- [EXERCISE DIRECTIONS]:
Every line in the records below that holds the word "decor" is to be copied.

- [THE DATA]:

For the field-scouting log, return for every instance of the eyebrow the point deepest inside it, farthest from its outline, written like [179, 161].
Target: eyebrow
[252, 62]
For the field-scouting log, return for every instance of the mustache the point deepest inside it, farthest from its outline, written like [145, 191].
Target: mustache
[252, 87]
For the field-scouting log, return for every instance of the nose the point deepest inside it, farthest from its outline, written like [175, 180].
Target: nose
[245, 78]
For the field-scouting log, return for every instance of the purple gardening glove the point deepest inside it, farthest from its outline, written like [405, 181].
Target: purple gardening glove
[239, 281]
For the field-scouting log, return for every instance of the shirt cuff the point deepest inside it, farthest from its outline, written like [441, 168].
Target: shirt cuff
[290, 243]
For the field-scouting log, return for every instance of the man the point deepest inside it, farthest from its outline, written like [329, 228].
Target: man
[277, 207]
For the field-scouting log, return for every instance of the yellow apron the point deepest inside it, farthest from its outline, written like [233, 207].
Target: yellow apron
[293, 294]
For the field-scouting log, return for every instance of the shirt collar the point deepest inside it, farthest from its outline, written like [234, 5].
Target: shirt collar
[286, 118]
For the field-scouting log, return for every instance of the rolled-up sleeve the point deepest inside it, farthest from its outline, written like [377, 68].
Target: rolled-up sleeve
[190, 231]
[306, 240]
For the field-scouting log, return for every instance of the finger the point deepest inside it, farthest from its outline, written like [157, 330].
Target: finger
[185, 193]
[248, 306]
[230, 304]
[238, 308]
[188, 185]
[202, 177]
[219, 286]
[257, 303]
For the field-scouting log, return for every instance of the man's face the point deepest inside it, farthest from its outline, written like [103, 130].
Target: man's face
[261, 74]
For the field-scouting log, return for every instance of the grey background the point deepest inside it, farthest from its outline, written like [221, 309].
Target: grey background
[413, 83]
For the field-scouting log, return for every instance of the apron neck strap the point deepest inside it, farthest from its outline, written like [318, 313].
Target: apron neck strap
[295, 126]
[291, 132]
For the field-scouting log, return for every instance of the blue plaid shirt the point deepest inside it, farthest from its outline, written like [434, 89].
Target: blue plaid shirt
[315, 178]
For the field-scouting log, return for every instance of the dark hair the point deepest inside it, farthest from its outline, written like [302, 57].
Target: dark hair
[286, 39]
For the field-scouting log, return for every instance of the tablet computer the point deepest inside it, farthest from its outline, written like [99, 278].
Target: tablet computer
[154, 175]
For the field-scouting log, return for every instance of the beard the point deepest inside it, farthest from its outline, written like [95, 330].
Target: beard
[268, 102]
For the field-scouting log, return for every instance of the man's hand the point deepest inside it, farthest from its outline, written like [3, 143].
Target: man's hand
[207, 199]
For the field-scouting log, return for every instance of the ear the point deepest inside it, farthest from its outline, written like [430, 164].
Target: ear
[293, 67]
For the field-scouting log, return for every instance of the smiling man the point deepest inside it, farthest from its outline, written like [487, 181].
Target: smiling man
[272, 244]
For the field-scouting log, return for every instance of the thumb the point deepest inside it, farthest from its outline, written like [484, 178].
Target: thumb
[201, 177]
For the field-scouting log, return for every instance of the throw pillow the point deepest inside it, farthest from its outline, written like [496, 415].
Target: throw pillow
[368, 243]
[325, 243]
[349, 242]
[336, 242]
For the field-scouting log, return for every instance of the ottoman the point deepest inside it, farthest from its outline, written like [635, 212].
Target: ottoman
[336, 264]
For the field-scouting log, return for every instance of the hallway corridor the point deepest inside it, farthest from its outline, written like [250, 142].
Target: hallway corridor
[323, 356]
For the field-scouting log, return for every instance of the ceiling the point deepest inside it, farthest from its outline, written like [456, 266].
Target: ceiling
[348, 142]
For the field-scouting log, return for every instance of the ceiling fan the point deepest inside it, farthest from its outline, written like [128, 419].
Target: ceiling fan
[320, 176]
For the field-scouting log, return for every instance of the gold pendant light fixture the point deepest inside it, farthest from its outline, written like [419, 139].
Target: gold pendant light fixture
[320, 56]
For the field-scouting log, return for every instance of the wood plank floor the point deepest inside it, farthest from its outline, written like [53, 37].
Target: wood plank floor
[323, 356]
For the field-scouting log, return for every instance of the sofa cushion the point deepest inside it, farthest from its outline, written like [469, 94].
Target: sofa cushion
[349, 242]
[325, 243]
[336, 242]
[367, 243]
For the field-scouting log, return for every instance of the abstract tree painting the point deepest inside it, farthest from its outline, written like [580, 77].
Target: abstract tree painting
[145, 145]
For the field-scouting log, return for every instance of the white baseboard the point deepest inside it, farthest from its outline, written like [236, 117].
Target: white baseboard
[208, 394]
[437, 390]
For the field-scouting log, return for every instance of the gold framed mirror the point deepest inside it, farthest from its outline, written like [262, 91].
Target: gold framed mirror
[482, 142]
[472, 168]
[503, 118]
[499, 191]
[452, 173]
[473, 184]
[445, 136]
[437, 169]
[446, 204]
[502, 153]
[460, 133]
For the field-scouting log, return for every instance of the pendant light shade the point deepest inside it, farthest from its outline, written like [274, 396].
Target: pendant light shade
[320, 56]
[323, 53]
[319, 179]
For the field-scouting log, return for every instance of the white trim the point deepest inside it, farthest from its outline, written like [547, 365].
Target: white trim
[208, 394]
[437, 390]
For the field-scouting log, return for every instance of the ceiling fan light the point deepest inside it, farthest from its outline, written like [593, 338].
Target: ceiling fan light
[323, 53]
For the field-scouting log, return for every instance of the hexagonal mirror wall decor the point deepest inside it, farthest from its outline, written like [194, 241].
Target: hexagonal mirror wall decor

- [THE COMPLETED TASK]:
For the field-scouting log, return for every instance of the hexagonal mirror wall decor the point deepest inside it, farthest from its outline, written like [194, 241].
Target: hexagonal mirror wall decor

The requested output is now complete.